Section 6.04. Legal Opinion.

The approving legal opinion of Fisher & Newsom, P.C., Bond Counsel, may be printed on the back of each Certificate, over the certification of the City Secretary, which may be executed in facsimile; provided that the absence of such opinion or certification, or both, shall not affect the validity of the Certificates.

Section 6.05. Municipal Bond Insurance.

If municipal bond guaranty insurance is obtained with respect to the Certificates, the Certificates, including the Initial Certificate, may bear an appropriate legend, as provided by the insurer.

ARTICLE VII

SALE OF THE CERTIFICATES; CONTROL AND DELIVERY OF THE CERTIFICATES

Section 7.01. Sale of Certificates.

(a) The Certificates are hereby officially sold and awarded to TIB-The Independent BankersBank, in accordance with the terms and provisions of that certain Purchase Contract relating to the Certificates between the City and the Purchaser and dated the date of the passage of this Order. The form and content of such Purchase Contract are hereby approved, and the Mayor of the City is hereby authorized and directed to execute and deliver such Purchase Contract. It is hereby officially found, determined and declared that the terms of this sale are the most advantageous reasonably obtainable. The Certificates shall initially be registered in the name of the Purchaser or its designee.

(b) All officers of the City are authorized to do any and all things to execute and deliver any and all documents, certificates or other instruments necessary or required for the issuance of any policy or policies of municipal bond insurance relating to the Certificates. The ordinance requirements and accompanying commitments for such insurance are hereby approved and made a part of this Ordinance by reference. To the extent permitted by applicable law, the City will comply with all notice and other applicable requirements of the insurer issuing the municipal bond insurance policy and financial guaranty insurance in connection with the issuance of the Certificates, as such requirements may be in the effect and transmitted to Bond Counsel with such insurer's commitment to issue such insurance.

[Rows]:
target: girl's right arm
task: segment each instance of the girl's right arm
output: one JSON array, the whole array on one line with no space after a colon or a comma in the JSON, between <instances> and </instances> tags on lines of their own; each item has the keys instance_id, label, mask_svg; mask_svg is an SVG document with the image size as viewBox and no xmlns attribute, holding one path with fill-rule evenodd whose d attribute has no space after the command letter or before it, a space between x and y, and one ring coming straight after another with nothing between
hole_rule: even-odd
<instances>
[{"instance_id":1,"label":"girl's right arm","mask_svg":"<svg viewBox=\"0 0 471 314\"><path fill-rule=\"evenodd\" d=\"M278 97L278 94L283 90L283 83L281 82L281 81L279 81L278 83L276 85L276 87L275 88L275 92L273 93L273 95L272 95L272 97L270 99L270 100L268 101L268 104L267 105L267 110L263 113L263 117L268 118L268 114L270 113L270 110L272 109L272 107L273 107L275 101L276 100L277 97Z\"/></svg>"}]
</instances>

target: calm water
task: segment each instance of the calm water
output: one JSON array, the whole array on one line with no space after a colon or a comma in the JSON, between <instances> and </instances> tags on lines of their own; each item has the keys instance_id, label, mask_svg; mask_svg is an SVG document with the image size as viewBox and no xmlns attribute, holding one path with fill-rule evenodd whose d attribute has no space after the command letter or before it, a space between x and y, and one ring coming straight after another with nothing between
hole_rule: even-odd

[Set problem]:
According to the certificates extract, to whom are the Certificates officially sold and awarded? Answer from the certificates extract alone, not from the data.

[Response below]:
TIB-The Independent BankersBank.